Because men are expected to be men, and this “suck it up, you’re a man” attitude is still prevalent, abuse by female partners on male partners is a hidden epidemic that is not getting the attention it deserves in many countries.

  1. Women Often Lie About Partner Abuse To Get Children Or Money

Some women do lie about partner abuse to get children or money through custody battles. This is an undeniable fact. However, it is a very small minority in the overall numbers. There are always bad apples, and sex does not define that.

The truth is that all people are just as capable of lying over children and money to try and get an advantage during a breakup, regardless of their sex. However, because women tend to want custody of children, and men don’t, then they are often prepared to do more to get the children and the money to support them, even if it does mean using abusive behavior to achieve their goals.

  1. Women Are Attracted To Abusive Men (This Is Contested)

It is a myth that women are attracted to abusive men. Generally, women are simply not attracted to these traits. However, some women definitely are. Sometimes this is due to social conditioning, sexual preferences, or conditioning through seeing how parents acted.

Also, it can be a sign of previous abuse in childhood or previous abusive relationships that have normalized abusive men.

There are also women who do like “bad boys”, they do like men who are on the edge. They like men who fight, who lash out, and they like to be made to feel small and female. They see this knife edge as exciting until it spills over into inevitable relationship abuse.
——
### WHAT YOU WILL DO
Summarize the text on partner abuse in three sentences.
——
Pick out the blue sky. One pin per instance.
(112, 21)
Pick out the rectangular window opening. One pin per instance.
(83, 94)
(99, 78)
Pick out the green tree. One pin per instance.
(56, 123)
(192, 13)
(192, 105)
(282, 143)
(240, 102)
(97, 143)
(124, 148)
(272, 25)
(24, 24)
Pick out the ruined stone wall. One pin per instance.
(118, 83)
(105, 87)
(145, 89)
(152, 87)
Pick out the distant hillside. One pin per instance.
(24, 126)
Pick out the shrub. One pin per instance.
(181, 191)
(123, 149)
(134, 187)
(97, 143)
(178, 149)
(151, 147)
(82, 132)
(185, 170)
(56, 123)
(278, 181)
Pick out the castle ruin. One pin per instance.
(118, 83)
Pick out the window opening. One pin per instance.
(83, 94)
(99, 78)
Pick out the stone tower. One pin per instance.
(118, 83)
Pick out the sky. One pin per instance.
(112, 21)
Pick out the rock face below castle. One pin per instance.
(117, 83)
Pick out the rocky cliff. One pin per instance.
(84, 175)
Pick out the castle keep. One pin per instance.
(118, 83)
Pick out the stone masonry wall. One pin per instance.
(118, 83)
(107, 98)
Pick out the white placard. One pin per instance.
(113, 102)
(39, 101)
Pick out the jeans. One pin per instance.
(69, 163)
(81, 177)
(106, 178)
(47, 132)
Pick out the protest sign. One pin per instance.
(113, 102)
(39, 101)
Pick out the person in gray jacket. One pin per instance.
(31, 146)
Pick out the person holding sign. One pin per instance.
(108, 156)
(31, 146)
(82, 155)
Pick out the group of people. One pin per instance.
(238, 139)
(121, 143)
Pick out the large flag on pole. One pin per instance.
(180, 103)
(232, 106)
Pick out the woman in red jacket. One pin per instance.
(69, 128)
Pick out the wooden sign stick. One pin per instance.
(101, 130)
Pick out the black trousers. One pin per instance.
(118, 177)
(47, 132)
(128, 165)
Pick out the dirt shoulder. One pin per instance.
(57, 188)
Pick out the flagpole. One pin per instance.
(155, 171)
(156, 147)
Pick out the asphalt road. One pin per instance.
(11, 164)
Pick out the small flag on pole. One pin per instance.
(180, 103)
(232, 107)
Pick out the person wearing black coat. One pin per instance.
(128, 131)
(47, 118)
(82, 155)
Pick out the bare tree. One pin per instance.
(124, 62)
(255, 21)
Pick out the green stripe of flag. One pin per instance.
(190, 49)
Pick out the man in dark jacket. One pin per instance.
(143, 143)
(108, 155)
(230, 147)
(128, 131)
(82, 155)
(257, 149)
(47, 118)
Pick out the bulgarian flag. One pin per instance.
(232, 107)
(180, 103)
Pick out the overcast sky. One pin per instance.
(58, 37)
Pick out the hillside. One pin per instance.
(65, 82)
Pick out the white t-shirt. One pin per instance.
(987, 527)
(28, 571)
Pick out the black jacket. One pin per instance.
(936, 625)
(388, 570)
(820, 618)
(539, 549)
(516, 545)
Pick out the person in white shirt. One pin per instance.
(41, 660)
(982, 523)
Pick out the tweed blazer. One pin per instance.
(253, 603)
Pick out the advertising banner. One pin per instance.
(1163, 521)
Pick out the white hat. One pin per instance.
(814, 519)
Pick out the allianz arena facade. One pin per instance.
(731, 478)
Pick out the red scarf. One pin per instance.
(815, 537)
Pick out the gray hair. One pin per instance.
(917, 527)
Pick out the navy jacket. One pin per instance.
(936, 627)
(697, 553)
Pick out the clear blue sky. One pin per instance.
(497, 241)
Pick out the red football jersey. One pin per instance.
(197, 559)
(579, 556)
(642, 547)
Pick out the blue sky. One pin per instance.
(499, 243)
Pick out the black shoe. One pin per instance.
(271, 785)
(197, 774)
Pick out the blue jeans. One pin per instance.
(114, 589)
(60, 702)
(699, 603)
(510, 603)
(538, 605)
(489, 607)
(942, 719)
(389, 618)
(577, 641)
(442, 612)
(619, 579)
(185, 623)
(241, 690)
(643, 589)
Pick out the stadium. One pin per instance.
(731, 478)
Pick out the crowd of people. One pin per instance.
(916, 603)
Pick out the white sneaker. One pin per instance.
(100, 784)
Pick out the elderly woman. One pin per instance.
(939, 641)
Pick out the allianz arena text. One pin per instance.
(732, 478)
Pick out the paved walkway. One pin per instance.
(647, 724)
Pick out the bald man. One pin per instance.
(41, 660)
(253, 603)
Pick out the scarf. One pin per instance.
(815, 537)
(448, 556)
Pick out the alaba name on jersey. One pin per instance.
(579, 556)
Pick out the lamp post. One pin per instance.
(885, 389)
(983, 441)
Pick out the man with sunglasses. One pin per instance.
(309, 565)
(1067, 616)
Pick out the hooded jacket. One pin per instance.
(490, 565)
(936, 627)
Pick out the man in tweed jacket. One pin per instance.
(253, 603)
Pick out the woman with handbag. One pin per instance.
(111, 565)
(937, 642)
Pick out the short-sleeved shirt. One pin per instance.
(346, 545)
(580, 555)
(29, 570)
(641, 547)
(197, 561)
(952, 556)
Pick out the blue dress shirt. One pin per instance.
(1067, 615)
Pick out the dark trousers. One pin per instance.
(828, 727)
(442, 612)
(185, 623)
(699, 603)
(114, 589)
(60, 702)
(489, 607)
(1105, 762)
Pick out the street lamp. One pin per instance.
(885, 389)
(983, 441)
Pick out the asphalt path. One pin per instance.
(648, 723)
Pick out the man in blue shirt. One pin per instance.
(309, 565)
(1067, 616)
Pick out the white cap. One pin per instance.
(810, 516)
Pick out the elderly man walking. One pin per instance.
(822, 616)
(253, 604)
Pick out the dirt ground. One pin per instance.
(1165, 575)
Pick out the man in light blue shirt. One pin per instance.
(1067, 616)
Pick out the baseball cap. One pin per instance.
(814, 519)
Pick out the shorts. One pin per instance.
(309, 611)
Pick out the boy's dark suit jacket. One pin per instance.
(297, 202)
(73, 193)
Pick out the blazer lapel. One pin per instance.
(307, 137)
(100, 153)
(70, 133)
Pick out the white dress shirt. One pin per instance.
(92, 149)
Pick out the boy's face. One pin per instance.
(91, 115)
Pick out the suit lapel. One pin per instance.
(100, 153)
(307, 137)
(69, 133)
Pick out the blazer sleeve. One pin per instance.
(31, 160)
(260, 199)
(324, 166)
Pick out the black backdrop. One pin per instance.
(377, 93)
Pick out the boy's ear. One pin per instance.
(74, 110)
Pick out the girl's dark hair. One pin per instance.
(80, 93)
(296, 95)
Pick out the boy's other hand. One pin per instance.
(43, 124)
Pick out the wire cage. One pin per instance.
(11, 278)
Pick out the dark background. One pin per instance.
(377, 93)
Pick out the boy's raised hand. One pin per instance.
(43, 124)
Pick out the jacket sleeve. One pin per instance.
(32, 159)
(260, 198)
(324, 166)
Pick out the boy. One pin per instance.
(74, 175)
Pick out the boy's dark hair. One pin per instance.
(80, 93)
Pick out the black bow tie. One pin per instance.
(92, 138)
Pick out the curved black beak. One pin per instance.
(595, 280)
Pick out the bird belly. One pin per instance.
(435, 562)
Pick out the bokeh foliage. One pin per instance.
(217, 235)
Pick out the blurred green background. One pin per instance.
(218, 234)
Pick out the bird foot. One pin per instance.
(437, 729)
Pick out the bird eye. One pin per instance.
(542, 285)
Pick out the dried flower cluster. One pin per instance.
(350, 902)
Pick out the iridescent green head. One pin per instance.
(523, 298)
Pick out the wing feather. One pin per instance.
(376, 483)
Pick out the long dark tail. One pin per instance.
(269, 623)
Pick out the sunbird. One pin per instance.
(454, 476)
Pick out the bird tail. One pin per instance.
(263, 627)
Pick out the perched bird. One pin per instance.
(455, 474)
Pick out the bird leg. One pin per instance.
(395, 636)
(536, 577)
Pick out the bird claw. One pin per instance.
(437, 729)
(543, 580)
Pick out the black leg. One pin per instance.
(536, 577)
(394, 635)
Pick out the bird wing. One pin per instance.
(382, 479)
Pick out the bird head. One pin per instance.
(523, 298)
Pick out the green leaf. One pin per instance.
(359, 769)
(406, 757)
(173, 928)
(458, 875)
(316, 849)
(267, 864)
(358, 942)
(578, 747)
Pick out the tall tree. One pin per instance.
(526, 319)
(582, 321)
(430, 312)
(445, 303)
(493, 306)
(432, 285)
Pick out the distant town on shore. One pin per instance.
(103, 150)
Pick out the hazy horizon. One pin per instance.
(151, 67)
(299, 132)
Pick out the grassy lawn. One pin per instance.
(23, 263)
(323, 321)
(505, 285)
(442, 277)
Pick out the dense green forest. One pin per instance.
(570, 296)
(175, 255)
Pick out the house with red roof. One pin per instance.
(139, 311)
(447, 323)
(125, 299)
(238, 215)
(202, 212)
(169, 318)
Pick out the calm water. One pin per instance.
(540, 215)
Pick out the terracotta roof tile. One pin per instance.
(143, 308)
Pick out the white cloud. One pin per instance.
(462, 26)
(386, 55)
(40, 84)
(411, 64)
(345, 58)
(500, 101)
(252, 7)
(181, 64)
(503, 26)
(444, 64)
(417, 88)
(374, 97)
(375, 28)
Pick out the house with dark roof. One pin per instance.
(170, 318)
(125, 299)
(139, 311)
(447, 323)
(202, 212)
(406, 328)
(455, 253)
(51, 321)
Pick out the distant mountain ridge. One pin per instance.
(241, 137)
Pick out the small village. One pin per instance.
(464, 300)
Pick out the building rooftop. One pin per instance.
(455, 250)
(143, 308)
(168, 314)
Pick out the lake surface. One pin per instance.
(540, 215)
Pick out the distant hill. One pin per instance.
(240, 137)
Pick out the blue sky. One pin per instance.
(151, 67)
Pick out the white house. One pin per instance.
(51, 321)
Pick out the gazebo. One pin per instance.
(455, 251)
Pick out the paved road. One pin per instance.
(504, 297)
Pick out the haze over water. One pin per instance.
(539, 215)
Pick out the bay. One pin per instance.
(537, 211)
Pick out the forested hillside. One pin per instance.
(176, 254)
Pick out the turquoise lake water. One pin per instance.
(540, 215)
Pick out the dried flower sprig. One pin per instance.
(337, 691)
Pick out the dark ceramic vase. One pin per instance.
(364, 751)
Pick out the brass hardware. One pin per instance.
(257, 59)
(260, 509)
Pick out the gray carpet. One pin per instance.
——
### EXERCISE SOLUTION
Because men are still expected to "suck it up," abuse of male partners by female partners is a hidden epidemic that gets too little attention in many countries. Some women do lie about partner abuse to win children or money in custody battles, but they are a very small minority, and all people are equally capable of such lies regardless of sex. The belief that women are attracted to abusive men is a myth, though some women are, because of social conditioning, sexual preferences, what they saw in their parents, or earlier abuse.